Exercise requirements> Change "team crest" to "club badge" in the lines running from the start of the entries through the line containing "xmin=470 ymin=75 xmax=489 ymax=90", inclusive, leaving everything else unchanged. Return only those lines.

Recorded data:

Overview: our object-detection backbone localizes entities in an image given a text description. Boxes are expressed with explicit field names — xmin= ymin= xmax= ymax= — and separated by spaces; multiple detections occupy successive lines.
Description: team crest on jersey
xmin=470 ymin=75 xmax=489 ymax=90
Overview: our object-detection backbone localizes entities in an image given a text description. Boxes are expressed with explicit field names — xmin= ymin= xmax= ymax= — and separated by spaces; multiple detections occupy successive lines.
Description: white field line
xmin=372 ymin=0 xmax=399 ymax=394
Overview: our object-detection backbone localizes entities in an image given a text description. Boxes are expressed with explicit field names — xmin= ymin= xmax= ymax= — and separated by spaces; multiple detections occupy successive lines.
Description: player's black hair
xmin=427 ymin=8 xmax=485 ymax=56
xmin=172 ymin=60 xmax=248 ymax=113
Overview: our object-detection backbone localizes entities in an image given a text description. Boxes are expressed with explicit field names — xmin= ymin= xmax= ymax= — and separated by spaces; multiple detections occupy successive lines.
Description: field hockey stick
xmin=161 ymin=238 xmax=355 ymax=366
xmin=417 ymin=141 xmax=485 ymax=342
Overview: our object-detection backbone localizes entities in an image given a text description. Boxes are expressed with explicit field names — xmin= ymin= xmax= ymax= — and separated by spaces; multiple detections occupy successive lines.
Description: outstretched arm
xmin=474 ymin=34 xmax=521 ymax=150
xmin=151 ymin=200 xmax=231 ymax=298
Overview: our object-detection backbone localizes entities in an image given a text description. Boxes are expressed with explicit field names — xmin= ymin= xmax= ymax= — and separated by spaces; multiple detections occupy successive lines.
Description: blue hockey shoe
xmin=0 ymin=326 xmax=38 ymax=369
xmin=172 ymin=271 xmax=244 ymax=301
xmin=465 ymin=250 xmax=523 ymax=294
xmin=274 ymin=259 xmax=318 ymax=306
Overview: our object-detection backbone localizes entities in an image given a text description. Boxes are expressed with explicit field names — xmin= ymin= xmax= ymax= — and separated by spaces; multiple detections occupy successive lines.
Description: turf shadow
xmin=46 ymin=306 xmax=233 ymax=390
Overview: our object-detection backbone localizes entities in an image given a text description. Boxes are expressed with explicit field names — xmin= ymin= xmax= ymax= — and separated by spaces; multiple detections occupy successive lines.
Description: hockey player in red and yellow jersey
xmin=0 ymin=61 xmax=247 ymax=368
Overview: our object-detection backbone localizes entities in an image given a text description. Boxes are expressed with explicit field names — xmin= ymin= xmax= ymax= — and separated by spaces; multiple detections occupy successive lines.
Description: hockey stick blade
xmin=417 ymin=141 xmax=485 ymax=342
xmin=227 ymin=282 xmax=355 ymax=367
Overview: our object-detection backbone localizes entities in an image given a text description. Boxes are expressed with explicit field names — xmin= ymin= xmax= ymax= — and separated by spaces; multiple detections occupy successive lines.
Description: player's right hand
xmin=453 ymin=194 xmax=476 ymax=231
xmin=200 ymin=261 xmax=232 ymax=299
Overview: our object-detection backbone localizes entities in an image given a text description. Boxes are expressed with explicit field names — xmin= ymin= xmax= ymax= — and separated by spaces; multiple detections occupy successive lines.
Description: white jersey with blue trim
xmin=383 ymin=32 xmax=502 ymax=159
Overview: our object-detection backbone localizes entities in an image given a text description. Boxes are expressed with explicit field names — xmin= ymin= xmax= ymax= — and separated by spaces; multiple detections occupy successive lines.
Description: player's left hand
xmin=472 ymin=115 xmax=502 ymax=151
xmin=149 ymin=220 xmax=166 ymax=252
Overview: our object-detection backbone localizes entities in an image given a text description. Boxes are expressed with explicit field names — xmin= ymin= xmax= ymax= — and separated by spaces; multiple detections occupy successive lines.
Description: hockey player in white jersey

Result of this task>
Overview: our object-detection backbone localizes entities in an image given a text description. Boxes are expressed with explicit field names — xmin= ymin= xmax= ymax= — and separated by spaces; multiple detections occupy successive lines.
Description: club badge on jersey
xmin=470 ymin=75 xmax=489 ymax=90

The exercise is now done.